Text extract:
/---
# I didn't mean to but...



## Fubar (31 Mar 2012)

A day of firsts today: Headed out for a 50ish mile cycle today, tackled a few of Fife and Perth's finest hills up to Auchterarder and got a bit "confused" with my roads - so ended up in Crieff. No choice but to head back the way I came, through Auchterarder and over by Glendevon, then back by Knockhill. 73 Miles in total, 5 hours 32 mins moving time and 13.2 mph average - so longest cycle so far, first metric century (62 miles right?) and probably the biggest hills I've been up. 

A good day all round! Wee bitty sore now right enough, but better than I was on the bike!


----------



## Col5632 (3 Apr 2012)

Good stuff Mark, i've never been as far as that so your doing better than me


----------



## HLaB (3 Apr 2012)

I've got to stop going on slow recovery rides. I set of on Friday with the intention of looping at Kincardine; I then decided to loop over the Kincardine&Clackmannan Bridges; I then altered it to a Stirling Loop and ended up at the Carron Valley (far side of Stirling). IIRC last year I popped north for a wee recovery ride and ended up in Auchtermuchty, Dundee & Perth and got home 125 miles later.


----------



## Fubar (3 Apr 2012)

HLaB said:


> I've got to stop going on slow recovery rides. I set of on Friday with the intention of looping at Kincardine; I then decided to loop over the Kincardine&Clackmannan Bridges; I then altered it to a Stirling Loop and ended up at the Carron Valley (far side of Stirling). IIRC last year I popped north for a wee recovery ride and ended up in Auchtermuchty, Dundee & Perth and got home 125 miles later.


 
I can't even claim to be doing a "recovery ride" - all my rides are as best I can do! Where were you marshalling on Saturday? I passed a van at the Rumbling Bridge junction with a couple of marshals, then another few at the bridge where you turn off the Dunfermline road for Kelty - they gave me a wee encouragement as I think I was looking pretty knackered by then!


----------



## HLaB (3 Apr 2012)

Fubar said:


> I can't even claim to be doing a "recovery ride" - all my rides are as best I can do! Where were you marshalling on Saturday? I passed a van at the Rumbling Bridge junction with a couple of marshals, then another few at the bridge where you turn off the Dunfermline road for Kelty - they gave me a wee encouragement as I think I was looking pretty knackered by then!


Yeah, I was marshalling at the last bend (where there used to be a railway bridge), the Crieff Road/ B915 junction.


----------



## Scoosh (3 Apr 2012)

I went through Crieff on Saturday too  ...

... and I was a big bit sore on Saturday night.

 Well Done You !


----------



## Fubar (3 Apr 2012)

HLaB said:


> Yeah, I was marshalling at the last bend (where there used to be a railway bridge), the Crieff Road/ B915 junction.
\---
Provided material:
/---
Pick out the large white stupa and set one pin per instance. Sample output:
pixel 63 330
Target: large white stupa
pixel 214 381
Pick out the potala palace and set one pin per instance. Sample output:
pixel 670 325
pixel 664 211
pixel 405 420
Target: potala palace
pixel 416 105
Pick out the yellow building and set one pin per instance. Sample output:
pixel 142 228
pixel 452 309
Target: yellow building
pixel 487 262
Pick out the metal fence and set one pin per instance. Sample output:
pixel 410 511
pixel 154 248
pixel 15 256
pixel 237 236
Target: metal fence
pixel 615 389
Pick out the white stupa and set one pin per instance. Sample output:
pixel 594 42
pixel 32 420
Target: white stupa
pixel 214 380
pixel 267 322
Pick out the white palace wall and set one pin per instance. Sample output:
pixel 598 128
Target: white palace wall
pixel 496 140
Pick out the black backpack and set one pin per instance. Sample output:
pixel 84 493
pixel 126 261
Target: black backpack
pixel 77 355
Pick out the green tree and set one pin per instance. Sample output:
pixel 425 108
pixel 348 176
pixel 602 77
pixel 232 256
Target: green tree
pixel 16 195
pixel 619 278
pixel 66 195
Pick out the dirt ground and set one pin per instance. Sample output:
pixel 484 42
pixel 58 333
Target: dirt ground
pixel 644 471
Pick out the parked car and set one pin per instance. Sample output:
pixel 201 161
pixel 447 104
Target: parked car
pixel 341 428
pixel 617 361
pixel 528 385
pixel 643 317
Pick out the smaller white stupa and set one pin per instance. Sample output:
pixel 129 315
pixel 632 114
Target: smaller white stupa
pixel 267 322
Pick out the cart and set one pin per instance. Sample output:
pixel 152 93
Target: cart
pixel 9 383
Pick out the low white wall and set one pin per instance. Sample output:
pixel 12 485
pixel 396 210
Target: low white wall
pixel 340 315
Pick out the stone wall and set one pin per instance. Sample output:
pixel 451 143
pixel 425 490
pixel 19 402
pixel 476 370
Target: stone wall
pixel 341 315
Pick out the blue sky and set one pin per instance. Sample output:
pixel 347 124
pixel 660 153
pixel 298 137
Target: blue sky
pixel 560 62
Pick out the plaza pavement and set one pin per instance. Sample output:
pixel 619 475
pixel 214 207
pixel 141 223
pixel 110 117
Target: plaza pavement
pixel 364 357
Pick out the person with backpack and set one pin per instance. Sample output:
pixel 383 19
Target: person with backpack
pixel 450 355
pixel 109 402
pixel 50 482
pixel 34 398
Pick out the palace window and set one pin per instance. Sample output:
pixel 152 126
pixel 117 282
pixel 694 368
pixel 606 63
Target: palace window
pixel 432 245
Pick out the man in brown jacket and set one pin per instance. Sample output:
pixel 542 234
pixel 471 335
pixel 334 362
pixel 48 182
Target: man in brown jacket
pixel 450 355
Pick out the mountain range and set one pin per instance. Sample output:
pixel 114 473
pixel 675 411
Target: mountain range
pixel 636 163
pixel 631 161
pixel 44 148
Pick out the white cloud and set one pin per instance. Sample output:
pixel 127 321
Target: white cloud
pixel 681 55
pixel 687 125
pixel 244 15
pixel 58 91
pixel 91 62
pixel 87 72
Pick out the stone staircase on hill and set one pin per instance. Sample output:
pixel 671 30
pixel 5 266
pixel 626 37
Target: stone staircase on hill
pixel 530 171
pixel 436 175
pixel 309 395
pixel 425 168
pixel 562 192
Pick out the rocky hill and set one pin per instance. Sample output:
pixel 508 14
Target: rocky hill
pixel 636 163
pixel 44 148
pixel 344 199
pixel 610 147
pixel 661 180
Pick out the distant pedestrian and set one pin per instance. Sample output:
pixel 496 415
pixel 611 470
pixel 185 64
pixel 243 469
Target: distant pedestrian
\---
Required task: Write the next part of the cycling forum thread, starting right after its last line. The data has nothing to do with the cycling forum thread.

Exercise output:
Well if you saw someone with a red B'Twin, yellow jacket and helmet going reeeaaaallllyyy slowly - that was me! One of your guys clapped some encouragement to me which was welcome, I managed to gasp "I'm almost home!". End of a long ride for me, was just getting in the way of the speed merchants at that point!


----------



## HLaB (3 Apr 2012)

Fubar said:


> Well if you saw someone with a red B'Twin, yellow jacket and helmet going reeeaaaallllyyy slowly - that was me! One of your guys clapped some encouragement to me which was welcome, I managed to gasp "I'm almost home!". End of a long ride for me, was just getting in the way of the speed merchants at that point!


IIRC you were 'just behind the leaders'


----------



## Fubar (3 Apr 2012)

HLaB said:


> IIRC you were 'just behind the leaders'


 
Ha ha ha, it would be the first and last time!!! They were pretty fast, what I saw of them anyway. By the way, IIRC?? Seen that a few times and struggling to think what it stands for?!?


----------



## HLaB (3 Apr 2012)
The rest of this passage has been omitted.